--- START OF PAGE TEXT ---

You are viewing a plain text version of this content. The canonical link for it is here.
Posted to issues@hbase.apache.org by "Viraj Jasani (Jira)" <ji...@apache.org> on 2022/04/26 05:34:00 UTC

[jira] [Comment Edited] (HBASE-26708) Netty Leak detected and eventually results in OutOfDirectMemoryError

    [ https://issues.apache.org/jira/browse/HBASE-26708?page=com.atlassian.jira.plugin.system.issuetabpanels:comment-tabpanel&focusedCommentId=17527894#comment-17527894 ] 

Viraj Jasani edited comment on HBASE-26708 at 4/26/22 5:33 AM:
---------------------------------------------------------------

Hello [~elserj], 
{quote}did you ever get to the bottom of this one?
{quote}
 
{quote} * leakDetection=advanced gave similar looking allocators/usages that Viraj shared{quote}
As per the advanced leak detection mode, I never saw any leaks coming from hbase as such, they are coming from netty only.

 

Here are few more observations, the leaks occur only for:
 # nodes with less memory available (e.g. 64 GB vs 128 GB with ~8-10 M rps)
 # cloud infra without any colocation of datanode and regionserver k8s pods (pods sharing different nodes)

 

Also, I keep seeing GC logs coming from netty which makes it look like leaked buffers are getting garbage collected but only when GC can't keep up with ever increasing leaks, we see hanging state where NettyRPCServer is no longer able to process any more RPC requests.

--- END OF PAGE TEXT ---
--- START OF DATASET ROWS ---

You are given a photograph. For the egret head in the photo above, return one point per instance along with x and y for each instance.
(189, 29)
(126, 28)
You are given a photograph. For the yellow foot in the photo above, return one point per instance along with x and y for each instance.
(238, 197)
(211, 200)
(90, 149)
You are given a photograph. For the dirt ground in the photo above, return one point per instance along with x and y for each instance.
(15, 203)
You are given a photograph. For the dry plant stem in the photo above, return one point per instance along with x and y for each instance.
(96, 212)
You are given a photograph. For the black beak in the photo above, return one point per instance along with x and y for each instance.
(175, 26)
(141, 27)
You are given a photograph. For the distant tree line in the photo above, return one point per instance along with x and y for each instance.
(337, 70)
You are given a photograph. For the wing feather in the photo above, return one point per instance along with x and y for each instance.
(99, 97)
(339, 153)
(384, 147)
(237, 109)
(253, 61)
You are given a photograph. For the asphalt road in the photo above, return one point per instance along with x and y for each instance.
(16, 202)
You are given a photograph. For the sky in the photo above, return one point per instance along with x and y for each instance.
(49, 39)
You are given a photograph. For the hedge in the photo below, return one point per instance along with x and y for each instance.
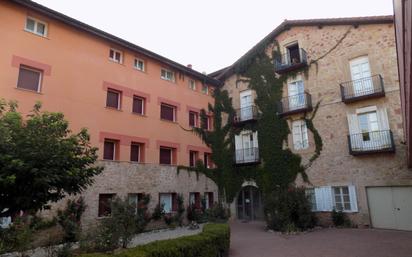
(213, 241)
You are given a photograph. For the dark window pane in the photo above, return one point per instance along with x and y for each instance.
(138, 105)
(167, 112)
(165, 156)
(112, 99)
(134, 152)
(29, 79)
(108, 150)
(192, 119)
(105, 204)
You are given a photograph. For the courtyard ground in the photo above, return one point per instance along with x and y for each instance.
(251, 240)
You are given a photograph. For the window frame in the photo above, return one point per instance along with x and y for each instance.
(135, 64)
(36, 22)
(28, 68)
(174, 112)
(166, 71)
(119, 98)
(143, 105)
(113, 59)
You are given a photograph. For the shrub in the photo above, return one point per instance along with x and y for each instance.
(69, 219)
(213, 241)
(287, 209)
(340, 219)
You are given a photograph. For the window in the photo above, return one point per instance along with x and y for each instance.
(209, 200)
(105, 208)
(167, 75)
(167, 112)
(116, 55)
(194, 200)
(36, 26)
(169, 202)
(109, 151)
(193, 156)
(134, 200)
(165, 155)
(193, 119)
(205, 122)
(139, 64)
(342, 198)
(310, 194)
(205, 89)
(113, 99)
(29, 79)
(138, 105)
(207, 160)
(300, 135)
(192, 84)
(135, 149)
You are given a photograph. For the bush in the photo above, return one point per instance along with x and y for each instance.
(213, 241)
(288, 209)
(340, 219)
(70, 218)
(15, 238)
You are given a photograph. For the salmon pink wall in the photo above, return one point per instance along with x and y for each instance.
(78, 72)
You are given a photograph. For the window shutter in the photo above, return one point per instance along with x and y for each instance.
(383, 119)
(353, 199)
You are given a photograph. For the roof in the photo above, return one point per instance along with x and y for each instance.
(287, 24)
(113, 39)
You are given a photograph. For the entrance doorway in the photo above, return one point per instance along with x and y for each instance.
(249, 204)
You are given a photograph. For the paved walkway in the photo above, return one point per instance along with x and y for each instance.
(250, 240)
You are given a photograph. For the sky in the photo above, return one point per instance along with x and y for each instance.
(209, 34)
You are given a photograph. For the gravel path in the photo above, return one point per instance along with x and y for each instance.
(163, 234)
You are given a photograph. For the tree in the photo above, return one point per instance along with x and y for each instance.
(41, 161)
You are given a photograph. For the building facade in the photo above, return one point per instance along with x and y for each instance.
(133, 102)
(362, 168)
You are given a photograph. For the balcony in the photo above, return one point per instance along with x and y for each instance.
(290, 61)
(295, 104)
(247, 156)
(371, 142)
(364, 88)
(246, 114)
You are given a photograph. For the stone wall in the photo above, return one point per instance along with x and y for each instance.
(336, 166)
(123, 178)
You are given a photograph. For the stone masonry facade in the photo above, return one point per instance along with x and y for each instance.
(335, 166)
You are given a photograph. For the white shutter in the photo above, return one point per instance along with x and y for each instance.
(383, 119)
(255, 141)
(352, 198)
(323, 197)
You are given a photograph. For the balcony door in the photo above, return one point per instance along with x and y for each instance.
(296, 95)
(361, 76)
(246, 103)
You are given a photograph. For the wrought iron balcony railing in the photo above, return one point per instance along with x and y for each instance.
(288, 62)
(371, 142)
(247, 155)
(249, 113)
(295, 104)
(364, 88)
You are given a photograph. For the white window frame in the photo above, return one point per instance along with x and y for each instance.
(206, 92)
(34, 70)
(36, 22)
(136, 66)
(113, 59)
(302, 141)
(165, 75)
(192, 84)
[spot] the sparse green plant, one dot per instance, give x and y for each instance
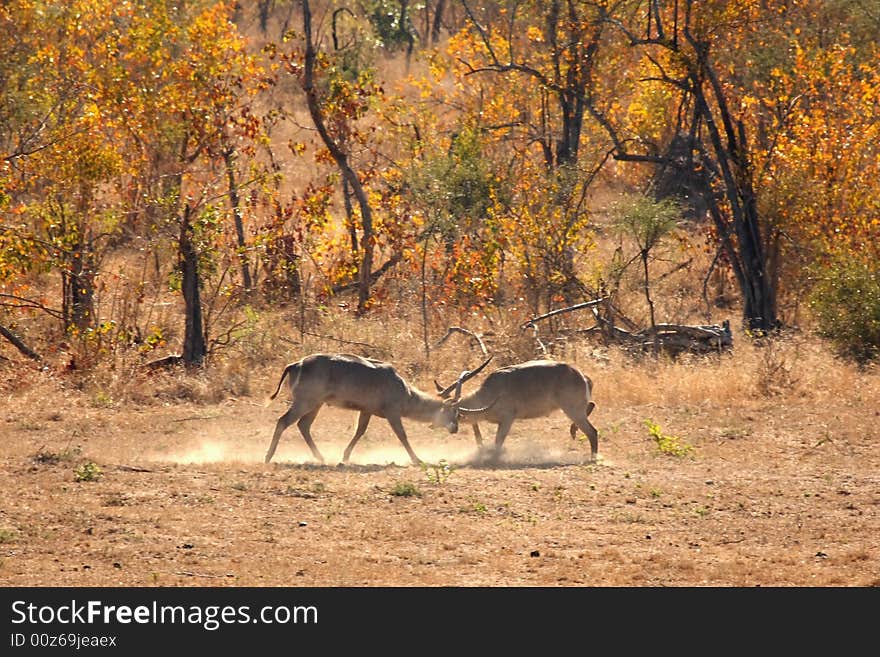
(667, 444)
(438, 473)
(52, 458)
(846, 303)
(88, 471)
(474, 507)
(405, 489)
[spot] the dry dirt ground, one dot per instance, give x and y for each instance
(777, 492)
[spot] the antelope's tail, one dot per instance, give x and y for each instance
(289, 371)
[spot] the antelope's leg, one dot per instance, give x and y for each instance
(501, 434)
(477, 434)
(579, 418)
(363, 421)
(294, 413)
(397, 427)
(304, 424)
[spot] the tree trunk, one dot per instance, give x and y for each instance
(78, 288)
(235, 203)
(438, 22)
(194, 349)
(341, 159)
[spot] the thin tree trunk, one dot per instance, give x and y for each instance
(235, 203)
(194, 349)
(341, 159)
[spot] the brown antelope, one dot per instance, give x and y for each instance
(529, 390)
(366, 385)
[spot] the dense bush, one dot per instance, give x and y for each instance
(846, 303)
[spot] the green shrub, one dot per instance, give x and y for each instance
(88, 471)
(672, 445)
(846, 304)
(405, 489)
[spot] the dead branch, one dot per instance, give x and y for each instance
(463, 331)
(578, 306)
(366, 345)
(19, 344)
(375, 276)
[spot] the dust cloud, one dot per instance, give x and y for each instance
(390, 454)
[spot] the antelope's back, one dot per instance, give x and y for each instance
(349, 380)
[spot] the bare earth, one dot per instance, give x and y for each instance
(776, 493)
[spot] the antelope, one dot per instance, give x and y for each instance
(370, 386)
(529, 390)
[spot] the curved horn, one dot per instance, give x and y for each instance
(477, 410)
(464, 376)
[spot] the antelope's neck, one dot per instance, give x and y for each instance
(422, 406)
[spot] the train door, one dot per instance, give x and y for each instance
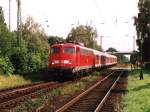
(77, 56)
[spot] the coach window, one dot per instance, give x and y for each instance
(69, 50)
(55, 50)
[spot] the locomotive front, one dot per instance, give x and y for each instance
(62, 58)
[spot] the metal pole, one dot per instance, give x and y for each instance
(101, 41)
(133, 43)
(9, 14)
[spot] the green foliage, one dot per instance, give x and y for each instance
(33, 54)
(6, 66)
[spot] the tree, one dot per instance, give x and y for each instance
(34, 48)
(7, 40)
(142, 23)
(85, 34)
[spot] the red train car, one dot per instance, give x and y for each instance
(74, 58)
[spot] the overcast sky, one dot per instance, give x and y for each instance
(112, 18)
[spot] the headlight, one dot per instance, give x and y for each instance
(55, 62)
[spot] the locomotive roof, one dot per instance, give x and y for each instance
(81, 46)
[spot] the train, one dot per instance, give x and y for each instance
(76, 58)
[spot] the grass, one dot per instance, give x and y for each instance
(32, 104)
(138, 97)
(7, 81)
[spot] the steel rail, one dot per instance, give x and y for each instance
(107, 94)
(70, 103)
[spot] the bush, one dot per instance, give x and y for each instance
(6, 66)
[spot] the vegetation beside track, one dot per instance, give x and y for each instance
(137, 98)
(8, 81)
(67, 89)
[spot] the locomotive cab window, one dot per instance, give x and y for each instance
(55, 50)
(69, 50)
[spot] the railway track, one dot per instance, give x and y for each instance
(9, 98)
(93, 99)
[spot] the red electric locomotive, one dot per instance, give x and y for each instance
(74, 58)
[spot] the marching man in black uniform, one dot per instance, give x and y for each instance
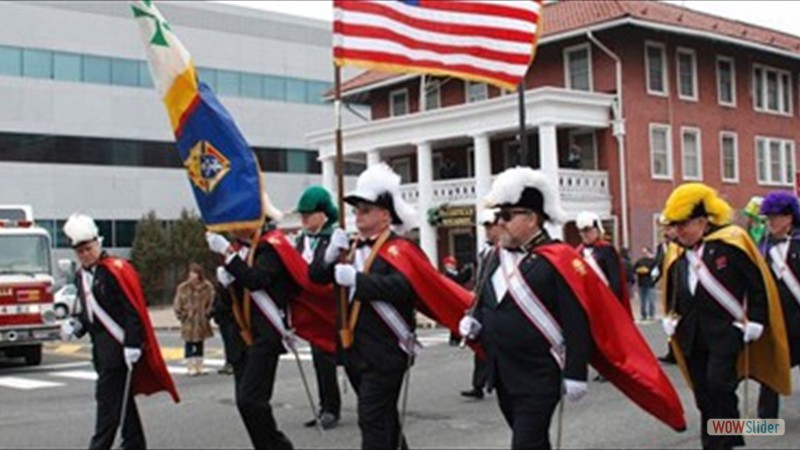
(125, 352)
(724, 302)
(260, 281)
(781, 249)
(319, 216)
(531, 325)
(381, 312)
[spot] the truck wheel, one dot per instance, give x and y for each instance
(33, 355)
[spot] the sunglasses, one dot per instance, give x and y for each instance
(507, 215)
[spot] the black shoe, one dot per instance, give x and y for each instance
(474, 393)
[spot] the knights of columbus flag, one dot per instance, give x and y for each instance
(222, 169)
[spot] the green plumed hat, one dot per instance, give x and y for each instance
(318, 199)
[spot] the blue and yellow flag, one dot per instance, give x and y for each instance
(222, 169)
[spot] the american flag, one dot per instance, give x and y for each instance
(492, 41)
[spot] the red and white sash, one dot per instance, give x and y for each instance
(94, 310)
(532, 307)
(783, 271)
(717, 291)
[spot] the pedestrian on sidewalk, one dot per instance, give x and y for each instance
(192, 306)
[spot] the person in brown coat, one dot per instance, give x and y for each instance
(192, 305)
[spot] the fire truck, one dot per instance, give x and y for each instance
(27, 319)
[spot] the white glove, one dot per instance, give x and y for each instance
(669, 324)
(69, 328)
(575, 390)
(345, 275)
(751, 331)
(339, 241)
(224, 277)
(217, 243)
(469, 327)
(132, 354)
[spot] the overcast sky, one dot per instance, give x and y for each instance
(779, 15)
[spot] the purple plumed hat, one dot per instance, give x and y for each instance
(781, 202)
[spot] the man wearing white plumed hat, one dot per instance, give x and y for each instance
(386, 275)
(534, 318)
(126, 355)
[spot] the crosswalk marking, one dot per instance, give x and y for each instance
(26, 384)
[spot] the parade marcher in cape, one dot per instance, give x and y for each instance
(488, 220)
(544, 314)
(386, 276)
(781, 249)
(725, 308)
(125, 352)
(601, 256)
(265, 274)
(319, 215)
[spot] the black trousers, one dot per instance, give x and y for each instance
(715, 379)
(330, 400)
(529, 417)
(378, 418)
(109, 390)
(254, 376)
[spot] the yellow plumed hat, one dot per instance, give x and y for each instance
(692, 200)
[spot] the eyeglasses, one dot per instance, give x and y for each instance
(507, 215)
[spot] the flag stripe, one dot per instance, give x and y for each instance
(488, 41)
(446, 22)
(364, 24)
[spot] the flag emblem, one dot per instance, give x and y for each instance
(206, 166)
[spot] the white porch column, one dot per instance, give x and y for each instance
(548, 157)
(427, 233)
(373, 157)
(329, 174)
(483, 179)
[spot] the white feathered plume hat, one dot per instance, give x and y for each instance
(81, 229)
(588, 219)
(379, 185)
(523, 187)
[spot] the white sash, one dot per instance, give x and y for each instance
(784, 272)
(714, 287)
(94, 309)
(532, 307)
(596, 267)
(405, 338)
(274, 316)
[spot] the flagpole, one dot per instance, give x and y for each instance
(341, 305)
(523, 136)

--- END OF DATASET ROWS ---

• _WHAT IS NEEDED_
In the Jira comment, list every quantity with a unit that appears in the first numbered observation, the one beginning "nodes with less memory available". Answer using only the Jira comment above.

• _FINISHED ANSWER_
- 64 GB
- 128 GB
- ~8-10 M rps